Data Block Start
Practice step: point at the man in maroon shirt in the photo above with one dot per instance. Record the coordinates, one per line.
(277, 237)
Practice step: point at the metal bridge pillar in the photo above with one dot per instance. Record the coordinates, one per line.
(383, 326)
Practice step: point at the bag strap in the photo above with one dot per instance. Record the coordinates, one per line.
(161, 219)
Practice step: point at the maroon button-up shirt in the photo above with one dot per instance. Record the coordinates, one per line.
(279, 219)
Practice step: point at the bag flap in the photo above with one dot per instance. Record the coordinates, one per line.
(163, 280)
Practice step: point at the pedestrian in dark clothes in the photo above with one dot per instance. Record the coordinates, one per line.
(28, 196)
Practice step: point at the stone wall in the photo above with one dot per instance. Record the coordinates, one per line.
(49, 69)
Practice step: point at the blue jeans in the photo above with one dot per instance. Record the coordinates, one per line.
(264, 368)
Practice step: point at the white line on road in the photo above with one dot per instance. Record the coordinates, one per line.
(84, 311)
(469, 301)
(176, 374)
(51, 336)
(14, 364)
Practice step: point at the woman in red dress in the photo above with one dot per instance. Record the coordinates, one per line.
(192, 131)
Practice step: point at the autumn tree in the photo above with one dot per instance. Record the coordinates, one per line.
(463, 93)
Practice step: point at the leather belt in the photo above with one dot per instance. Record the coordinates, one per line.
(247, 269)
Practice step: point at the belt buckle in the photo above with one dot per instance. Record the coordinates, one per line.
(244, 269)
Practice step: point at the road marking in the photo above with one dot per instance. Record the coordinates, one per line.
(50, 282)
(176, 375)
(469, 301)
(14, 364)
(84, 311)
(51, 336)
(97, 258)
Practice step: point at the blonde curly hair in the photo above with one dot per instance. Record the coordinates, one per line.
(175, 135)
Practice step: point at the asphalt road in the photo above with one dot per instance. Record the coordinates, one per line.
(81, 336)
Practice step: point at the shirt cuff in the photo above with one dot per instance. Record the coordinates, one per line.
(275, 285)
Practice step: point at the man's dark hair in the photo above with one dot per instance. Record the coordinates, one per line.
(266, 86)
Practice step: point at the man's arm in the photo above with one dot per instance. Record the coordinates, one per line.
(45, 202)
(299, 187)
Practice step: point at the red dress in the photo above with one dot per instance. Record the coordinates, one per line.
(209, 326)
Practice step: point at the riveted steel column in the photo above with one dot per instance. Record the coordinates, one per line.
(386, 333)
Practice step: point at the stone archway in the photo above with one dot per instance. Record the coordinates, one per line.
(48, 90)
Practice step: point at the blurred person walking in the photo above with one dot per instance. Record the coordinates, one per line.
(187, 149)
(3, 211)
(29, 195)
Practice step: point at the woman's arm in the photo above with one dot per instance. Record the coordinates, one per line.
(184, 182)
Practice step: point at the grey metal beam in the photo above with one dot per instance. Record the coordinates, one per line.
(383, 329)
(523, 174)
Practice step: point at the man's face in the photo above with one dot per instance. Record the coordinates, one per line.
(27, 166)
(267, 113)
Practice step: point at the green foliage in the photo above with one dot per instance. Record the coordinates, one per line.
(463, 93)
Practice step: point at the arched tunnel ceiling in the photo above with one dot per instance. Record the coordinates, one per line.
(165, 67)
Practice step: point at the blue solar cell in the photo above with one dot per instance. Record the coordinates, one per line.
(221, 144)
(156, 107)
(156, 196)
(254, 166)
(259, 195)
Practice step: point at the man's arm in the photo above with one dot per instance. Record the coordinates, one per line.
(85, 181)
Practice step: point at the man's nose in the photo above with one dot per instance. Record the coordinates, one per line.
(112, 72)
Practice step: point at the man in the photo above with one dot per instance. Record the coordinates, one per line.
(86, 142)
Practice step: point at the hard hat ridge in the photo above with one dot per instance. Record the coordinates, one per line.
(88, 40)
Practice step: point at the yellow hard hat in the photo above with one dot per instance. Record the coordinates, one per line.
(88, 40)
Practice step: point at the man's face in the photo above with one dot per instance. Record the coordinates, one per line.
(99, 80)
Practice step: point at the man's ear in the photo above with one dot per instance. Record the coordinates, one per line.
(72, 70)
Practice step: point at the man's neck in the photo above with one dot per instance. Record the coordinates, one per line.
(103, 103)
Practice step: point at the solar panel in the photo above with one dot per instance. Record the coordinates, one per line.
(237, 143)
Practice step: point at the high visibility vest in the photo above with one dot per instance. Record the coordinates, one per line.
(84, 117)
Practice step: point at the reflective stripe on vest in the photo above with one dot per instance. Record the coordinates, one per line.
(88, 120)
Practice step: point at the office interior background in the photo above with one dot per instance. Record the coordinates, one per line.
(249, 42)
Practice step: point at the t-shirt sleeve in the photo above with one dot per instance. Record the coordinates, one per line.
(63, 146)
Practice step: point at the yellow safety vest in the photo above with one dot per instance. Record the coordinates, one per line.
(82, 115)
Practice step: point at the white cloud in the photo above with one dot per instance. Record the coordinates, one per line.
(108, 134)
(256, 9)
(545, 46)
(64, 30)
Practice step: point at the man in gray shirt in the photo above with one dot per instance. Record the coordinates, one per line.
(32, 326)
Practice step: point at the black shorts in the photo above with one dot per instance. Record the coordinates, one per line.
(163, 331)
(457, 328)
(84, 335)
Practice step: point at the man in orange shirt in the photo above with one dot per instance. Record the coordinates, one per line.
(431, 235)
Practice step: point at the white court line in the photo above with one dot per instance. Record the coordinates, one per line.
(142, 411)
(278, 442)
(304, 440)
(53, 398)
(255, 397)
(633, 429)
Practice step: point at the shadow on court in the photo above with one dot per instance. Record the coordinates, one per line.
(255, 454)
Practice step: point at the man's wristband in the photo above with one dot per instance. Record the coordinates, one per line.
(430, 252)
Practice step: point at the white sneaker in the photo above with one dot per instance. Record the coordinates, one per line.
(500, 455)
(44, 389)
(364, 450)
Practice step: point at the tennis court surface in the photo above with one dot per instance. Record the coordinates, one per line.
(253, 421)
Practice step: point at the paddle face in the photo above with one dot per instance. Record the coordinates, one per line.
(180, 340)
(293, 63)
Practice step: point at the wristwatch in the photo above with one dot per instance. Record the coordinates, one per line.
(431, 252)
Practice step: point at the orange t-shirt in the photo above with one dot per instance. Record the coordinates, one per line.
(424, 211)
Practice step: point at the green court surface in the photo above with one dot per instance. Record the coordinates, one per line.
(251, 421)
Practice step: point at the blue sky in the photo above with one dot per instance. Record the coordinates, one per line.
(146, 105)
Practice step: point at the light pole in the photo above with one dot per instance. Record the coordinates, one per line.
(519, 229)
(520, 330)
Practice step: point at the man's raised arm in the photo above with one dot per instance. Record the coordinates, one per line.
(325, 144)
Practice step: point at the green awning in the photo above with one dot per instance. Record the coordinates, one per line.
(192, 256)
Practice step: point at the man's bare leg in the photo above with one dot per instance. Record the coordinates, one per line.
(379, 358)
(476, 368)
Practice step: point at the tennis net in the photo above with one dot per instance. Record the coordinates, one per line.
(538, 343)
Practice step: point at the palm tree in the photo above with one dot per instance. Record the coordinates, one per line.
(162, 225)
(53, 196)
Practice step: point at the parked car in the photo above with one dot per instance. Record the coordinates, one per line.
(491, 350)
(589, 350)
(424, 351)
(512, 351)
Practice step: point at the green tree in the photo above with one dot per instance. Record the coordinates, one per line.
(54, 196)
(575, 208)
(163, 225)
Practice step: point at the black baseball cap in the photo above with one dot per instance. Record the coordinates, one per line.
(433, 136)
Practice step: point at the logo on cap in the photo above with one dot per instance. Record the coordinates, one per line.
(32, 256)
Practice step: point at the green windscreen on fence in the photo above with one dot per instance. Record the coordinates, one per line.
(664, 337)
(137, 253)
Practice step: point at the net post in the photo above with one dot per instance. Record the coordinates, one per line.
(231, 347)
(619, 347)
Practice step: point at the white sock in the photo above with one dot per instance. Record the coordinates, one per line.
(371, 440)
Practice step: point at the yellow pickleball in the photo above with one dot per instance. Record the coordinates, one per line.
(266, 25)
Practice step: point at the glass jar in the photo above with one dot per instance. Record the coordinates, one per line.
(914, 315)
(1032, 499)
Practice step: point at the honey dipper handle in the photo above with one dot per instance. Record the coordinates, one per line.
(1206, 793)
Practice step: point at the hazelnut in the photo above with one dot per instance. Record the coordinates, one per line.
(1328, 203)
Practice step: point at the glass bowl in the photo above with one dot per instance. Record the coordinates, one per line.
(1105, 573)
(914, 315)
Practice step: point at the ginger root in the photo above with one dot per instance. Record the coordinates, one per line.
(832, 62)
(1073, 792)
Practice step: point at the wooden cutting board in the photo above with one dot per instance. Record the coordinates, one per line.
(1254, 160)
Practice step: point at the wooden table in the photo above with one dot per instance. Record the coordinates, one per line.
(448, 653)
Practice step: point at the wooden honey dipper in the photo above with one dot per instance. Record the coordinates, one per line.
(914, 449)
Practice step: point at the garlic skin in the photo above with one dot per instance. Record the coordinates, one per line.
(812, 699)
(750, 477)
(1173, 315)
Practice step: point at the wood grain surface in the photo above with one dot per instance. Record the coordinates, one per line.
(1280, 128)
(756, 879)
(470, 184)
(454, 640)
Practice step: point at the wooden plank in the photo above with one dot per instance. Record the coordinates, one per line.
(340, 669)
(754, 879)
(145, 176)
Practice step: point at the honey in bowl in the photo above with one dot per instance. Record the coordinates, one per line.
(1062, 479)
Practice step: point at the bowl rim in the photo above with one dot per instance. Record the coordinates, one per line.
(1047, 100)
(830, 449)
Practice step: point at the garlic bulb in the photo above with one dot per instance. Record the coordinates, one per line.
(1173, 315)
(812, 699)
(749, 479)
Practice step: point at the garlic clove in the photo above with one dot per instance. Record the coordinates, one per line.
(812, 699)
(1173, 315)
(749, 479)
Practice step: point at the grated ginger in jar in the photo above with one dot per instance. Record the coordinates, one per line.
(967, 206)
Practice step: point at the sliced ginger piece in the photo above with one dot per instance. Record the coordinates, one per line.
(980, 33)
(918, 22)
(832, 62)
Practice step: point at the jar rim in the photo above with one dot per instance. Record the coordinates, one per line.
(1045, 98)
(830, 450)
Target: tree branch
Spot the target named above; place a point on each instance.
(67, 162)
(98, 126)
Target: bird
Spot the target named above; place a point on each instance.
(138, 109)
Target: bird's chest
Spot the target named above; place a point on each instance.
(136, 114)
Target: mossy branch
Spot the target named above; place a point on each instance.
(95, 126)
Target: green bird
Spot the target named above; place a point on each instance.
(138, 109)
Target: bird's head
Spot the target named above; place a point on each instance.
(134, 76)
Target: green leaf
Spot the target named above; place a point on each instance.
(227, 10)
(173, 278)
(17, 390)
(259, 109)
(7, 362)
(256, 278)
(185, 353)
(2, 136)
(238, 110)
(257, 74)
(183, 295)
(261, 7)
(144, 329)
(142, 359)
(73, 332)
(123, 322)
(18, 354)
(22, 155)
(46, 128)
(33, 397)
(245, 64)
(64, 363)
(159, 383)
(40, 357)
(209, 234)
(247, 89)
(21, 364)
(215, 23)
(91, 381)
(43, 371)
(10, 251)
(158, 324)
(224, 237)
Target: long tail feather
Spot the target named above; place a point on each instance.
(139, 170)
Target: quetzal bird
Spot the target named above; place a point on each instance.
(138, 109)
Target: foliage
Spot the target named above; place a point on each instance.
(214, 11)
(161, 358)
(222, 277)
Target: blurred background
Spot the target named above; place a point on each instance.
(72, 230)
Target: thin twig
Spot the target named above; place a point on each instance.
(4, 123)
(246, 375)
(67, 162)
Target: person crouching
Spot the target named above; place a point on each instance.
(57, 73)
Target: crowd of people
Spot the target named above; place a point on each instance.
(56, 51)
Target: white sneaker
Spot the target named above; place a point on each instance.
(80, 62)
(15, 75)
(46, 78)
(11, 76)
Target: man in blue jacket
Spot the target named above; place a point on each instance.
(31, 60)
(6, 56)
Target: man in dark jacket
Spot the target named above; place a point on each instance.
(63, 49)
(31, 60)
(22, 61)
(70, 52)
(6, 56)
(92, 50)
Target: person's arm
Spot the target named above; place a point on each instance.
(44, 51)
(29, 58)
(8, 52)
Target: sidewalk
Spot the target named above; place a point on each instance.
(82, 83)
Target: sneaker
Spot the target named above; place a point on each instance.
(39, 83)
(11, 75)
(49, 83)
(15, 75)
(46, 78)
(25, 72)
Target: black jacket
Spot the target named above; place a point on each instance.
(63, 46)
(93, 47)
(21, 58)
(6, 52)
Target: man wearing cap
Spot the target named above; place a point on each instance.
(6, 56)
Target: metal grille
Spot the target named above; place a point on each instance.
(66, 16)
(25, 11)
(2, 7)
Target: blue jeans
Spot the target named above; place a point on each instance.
Data Block End
Reproduce word for word the material above, starting with the line that has "Target: tree branch" and stopping after the line that has "Target: bird's head".

Answer -
Target: tree branch
Spot the target named above; place a point on each instance.
(67, 162)
(98, 126)
Target: bird
Spot the target named above; place a point on each instance.
(138, 109)
Target: bird's chest
Spot the target named above; place a point on each instance.
(136, 114)
Target: mossy branch
Spot the target named above; place a point on each instance.
(95, 126)
Target: green bird
Spot the target named above; place a point on each instance.
(138, 109)
Target: bird's head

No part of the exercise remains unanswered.